Records for the exercise:
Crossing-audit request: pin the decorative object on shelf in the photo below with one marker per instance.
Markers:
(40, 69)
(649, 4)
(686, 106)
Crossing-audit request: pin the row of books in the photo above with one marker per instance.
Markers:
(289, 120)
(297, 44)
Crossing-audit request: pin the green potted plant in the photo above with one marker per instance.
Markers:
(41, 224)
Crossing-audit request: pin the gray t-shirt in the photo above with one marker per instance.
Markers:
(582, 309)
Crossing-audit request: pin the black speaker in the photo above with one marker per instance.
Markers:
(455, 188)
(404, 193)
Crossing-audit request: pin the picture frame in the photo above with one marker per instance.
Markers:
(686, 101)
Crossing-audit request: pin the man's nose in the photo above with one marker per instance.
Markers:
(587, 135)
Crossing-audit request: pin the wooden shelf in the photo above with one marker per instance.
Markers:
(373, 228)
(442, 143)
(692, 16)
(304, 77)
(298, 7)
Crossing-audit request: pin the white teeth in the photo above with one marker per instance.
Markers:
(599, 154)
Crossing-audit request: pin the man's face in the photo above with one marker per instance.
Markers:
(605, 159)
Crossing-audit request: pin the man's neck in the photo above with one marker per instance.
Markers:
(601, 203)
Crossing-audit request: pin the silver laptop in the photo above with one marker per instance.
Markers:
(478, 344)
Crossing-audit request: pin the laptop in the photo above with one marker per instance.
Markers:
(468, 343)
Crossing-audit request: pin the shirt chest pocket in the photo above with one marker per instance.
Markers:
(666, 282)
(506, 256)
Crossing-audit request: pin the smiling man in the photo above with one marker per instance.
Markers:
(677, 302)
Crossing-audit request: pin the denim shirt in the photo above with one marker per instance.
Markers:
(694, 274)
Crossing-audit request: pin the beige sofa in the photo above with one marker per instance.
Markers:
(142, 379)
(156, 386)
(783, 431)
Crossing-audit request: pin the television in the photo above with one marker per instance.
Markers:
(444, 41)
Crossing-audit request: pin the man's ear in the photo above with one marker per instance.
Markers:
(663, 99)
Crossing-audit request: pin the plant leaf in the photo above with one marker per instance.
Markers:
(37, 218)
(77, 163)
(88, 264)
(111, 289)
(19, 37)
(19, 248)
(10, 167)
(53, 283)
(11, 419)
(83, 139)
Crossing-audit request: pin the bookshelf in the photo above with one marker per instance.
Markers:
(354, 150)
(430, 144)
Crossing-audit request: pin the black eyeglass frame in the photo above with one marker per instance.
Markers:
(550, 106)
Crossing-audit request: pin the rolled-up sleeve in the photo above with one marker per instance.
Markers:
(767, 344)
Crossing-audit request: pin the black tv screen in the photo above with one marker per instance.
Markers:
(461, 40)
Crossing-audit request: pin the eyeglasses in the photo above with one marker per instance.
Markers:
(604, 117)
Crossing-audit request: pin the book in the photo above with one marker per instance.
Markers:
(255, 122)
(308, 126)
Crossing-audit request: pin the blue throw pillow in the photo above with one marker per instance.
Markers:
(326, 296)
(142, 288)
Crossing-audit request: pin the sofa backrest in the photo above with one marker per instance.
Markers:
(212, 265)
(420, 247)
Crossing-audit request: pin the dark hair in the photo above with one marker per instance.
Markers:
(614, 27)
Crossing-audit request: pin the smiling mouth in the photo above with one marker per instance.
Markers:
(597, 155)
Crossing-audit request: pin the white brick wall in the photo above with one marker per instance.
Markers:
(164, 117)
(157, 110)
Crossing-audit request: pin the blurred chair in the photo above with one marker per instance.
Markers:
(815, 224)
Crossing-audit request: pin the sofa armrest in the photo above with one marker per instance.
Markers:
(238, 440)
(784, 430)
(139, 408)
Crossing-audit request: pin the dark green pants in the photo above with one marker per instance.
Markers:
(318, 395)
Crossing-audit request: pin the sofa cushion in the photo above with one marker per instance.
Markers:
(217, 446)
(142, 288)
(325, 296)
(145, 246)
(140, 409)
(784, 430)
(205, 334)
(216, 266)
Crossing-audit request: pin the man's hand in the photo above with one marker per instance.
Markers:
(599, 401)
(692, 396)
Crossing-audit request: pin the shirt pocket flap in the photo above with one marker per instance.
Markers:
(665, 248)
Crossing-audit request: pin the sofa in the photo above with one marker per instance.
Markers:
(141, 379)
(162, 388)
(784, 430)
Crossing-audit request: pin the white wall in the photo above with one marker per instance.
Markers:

Task prompt: Output all of the material, please, exactly as it stands.

The reply:
Crossing-audit request: pin the decorative object on shelf in the photo below with one marker per instance.
Markers:
(40, 69)
(649, 4)
(686, 106)
Crossing-audit request: pin the row of books in the photo above with one marker per instance.
Markers:
(289, 120)
(297, 44)
Crossing-audit request: pin the green potted plant in the photo above with one marker per instance.
Markers:
(41, 224)
Crossing-audit request: pin the gray t-shirt in the photo above with one marker per instance.
Markers:
(582, 309)
Crossing-audit request: pin the black speaker in the photo above with one marker per instance.
Markers:
(455, 188)
(404, 193)
Crossing-audit request: pin the picture frame in the photo above with one marker per instance.
Markers:
(686, 101)
Crossing-audit request: pin the man's nose in the photo above with one marker per instance.
Markers:
(587, 135)
Crossing-audit request: pin the wooden shelf in the photo above with one marker per instance.
Markers:
(373, 228)
(442, 143)
(692, 16)
(304, 77)
(298, 7)
Crossing-audit request: pin the white teeth in the photo above with one marker per instance.
Markers:
(599, 154)
Crossing-audit request: pin the man's face in the photo above with one marker per instance.
Markers:
(605, 159)
Crossing-audit request: pin the man's neck in the photo above with one marker per instance.
Markers:
(601, 203)
Crossing-audit request: pin the silver laptop in the photo above with one marker per instance.
Markers:
(478, 344)
Crossing-audit request: pin the laptop in the photo above with one marker per instance.
Markers:
(468, 343)
Crossing-audit request: pin the shirt chest pocket in the photo above with one marker per instance.
Markers:
(666, 282)
(506, 256)
Crossing-audit request: pin the smiling man in the photo above with one marker per instance.
Markers:
(677, 302)
Crossing-audit request: pin the denim shirt in the photo above with one marker per instance.
Markers:
(694, 274)
Crossing-audit request: pin the beige sofa in the photo above with one marker per instance.
Markers:
(142, 379)
(156, 386)
(783, 431)
Crossing-audit request: pin the television in the photo above with one marker per instance.
Markers:
(444, 41)
Crossing-audit request: pin the man's ear in the photo above with one marker per instance.
Markers:
(663, 99)
Crossing-audit request: pin the plant leaf in the photo above with one marker per instance.
Markers:
(37, 218)
(77, 163)
(88, 264)
(111, 289)
(19, 37)
(19, 248)
(10, 167)
(53, 283)
(11, 419)
(83, 139)
Crossing-audit request: pin the bookshelf in the photo above with one marker per instance.
Markers:
(354, 150)
(430, 144)
Crossing-audit request: pin the black eyeglass frame in the photo above with one marker per instance.
Markers:
(550, 106)
Crossing-audit request: pin the rolled-up sleeve in the photo above with one marker per instance.
Markers:
(767, 344)
Crossing-audit request: pin the black tv screen in the photo above with one marker per instance.
Markers:
(461, 40)
Crossing-audit request: pin the eyeglasses in the photo above with one marker per instance.
Markers:
(604, 117)
Crossing-audit request: pin the book in the photo above with one marker per instance.
Markers:
(255, 122)
(308, 126)
Crossing-audit request: pin the blue throw pillow in the photo above with one marker per instance.
Markers:
(326, 296)
(142, 288)
Crossing-audit request: pin the sofa backrest in the photo above with one marker per instance.
Markers:
(212, 265)
(420, 247)
Crossing-audit request: pin the dark hair in the photo above with one marker per instance.
Markers:
(614, 27)
Crossing-audit request: pin the smiling mouth in the photo above with one marker per instance.
Markers:
(597, 155)
Crossing-audit request: pin the white brick wall in the photo above with one marker per instance.
Markers:
(164, 117)
(157, 110)
Crossing-audit request: pin the blurred chair in the photo above with one marker per instance.
Markers:
(815, 224)
Crossing-audit request: pin the sofa armrest in the photo above with one marker per instance.
Markers:
(238, 440)
(784, 430)
(139, 408)
Crossing-audit request: pin the dark green pants in the photo above with one marker per instance.
Markers:
(318, 395)
Crossing-audit request: pin the sofa cushion in the photo above with one marker per instance.
Markers:
(217, 446)
(142, 288)
(325, 296)
(145, 246)
(140, 409)
(784, 430)
(205, 334)
(216, 266)
Crossing-audit request: pin the man's hand in the photo above with one marker per instance.
Markers:
(599, 401)
(692, 396)
Crossing-audit request: pin the shirt pocket flap in the photo above with one marker per instance.
Markers:
(665, 248)
Crossing-audit request: pin the sofa in the photo above with one marker per instance.
Markers:
(141, 379)
(162, 388)
(784, 430)
Crossing-audit request: pin the white wall in the photo above with one marker per instance.
Markers:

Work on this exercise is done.